DATASET ENTRIES —
★ ★ ★ ★
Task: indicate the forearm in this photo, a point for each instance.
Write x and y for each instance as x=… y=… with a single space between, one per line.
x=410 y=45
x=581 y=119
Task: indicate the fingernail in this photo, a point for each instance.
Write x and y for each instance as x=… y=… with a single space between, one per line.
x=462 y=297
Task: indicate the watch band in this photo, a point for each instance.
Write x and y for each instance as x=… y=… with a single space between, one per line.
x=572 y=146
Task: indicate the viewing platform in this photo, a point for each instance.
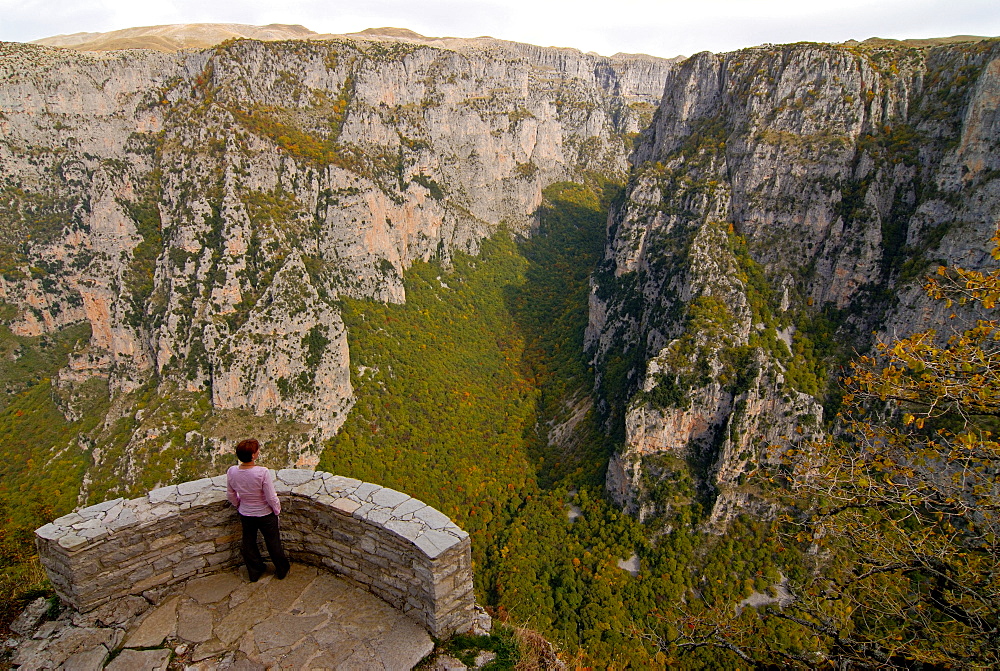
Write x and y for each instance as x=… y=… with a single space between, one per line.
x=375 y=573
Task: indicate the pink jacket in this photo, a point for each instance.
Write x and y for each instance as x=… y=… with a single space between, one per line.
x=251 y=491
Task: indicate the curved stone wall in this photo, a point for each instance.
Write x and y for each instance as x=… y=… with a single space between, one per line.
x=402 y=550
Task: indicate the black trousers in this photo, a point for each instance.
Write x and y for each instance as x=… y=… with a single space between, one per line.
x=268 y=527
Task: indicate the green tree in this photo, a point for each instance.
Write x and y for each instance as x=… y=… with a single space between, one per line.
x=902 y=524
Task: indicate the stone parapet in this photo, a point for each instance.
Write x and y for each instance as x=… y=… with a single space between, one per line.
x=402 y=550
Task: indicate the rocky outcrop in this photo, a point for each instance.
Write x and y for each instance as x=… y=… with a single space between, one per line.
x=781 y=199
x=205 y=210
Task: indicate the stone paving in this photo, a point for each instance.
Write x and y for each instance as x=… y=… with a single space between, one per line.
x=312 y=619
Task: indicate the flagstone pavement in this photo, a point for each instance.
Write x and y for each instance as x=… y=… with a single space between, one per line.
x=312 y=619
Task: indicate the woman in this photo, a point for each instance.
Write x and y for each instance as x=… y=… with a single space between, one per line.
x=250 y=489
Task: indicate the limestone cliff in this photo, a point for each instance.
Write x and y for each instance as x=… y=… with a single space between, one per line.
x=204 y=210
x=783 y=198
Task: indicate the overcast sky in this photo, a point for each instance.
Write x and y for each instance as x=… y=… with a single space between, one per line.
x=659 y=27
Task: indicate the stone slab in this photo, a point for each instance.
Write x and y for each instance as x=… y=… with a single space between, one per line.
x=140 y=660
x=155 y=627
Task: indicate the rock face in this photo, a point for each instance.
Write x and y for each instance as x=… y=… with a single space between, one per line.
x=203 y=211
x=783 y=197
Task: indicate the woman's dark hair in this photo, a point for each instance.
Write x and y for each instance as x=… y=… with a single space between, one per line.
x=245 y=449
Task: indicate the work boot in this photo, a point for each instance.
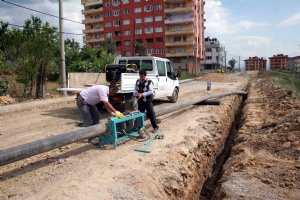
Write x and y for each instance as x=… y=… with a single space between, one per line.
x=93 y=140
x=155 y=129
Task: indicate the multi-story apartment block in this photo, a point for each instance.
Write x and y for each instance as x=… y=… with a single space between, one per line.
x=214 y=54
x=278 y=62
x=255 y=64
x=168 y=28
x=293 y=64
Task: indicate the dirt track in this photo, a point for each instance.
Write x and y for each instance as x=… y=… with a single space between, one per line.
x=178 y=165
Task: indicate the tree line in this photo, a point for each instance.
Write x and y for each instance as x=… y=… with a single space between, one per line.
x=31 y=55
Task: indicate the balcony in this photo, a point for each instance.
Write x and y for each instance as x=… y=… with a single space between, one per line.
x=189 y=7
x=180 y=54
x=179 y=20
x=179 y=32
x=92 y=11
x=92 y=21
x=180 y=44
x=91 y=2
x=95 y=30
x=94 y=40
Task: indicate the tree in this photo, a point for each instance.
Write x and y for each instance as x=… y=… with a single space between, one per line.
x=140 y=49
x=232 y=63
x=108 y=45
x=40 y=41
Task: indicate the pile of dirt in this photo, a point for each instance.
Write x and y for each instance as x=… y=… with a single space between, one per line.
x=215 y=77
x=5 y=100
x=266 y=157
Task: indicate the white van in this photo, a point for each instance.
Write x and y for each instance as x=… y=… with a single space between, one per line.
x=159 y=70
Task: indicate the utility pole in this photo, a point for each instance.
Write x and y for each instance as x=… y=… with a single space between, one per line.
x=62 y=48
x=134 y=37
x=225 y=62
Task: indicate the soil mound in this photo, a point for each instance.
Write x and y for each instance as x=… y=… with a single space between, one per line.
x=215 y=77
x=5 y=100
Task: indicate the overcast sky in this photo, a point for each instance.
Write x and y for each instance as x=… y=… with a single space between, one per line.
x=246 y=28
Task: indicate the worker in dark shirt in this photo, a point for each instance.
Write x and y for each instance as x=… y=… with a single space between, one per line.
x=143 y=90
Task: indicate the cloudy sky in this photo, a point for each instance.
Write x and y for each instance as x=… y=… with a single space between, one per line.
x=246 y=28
★ ★ ★ ★
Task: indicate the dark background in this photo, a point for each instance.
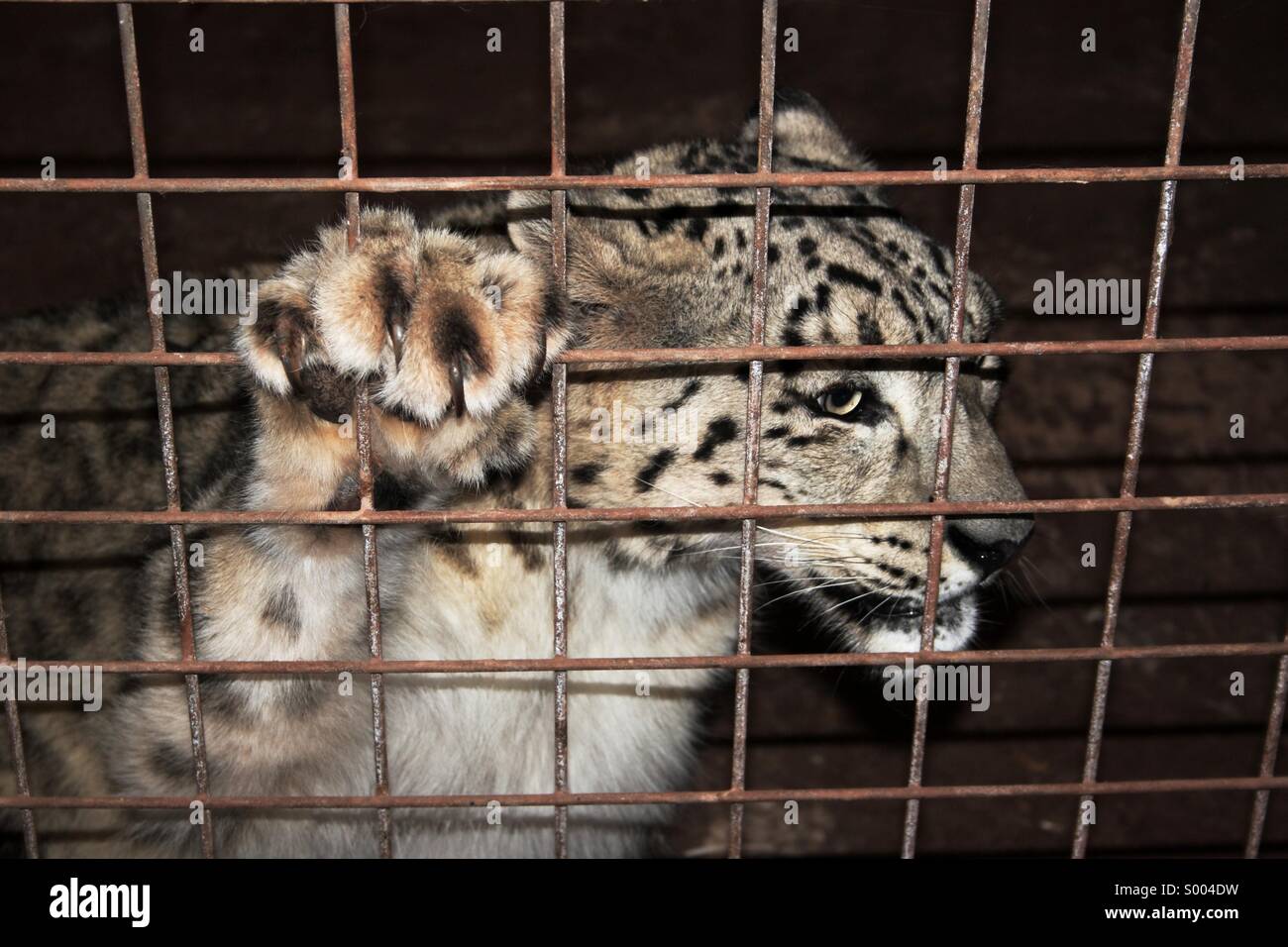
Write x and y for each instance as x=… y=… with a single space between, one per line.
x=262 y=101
★ ★ ★ ★
PROBLEM DESCRIPTION —
Rewrite the lines from the one with "Task: indicate the fingernail" to the one with "x=572 y=146", changing "indicate" to "mark" throughout and keeping everything else the same.

EXERCISE RESULT —
Task: mark the fingernail in this photo, a point for each instance.
Write x and y for each instance as x=… y=… with a single space between, one per line.
x=462 y=297
Task: mark the watch band in this photo, a point for each instance.
Write x and y for each instance as x=… y=… with a single space between, one per line.
x=572 y=146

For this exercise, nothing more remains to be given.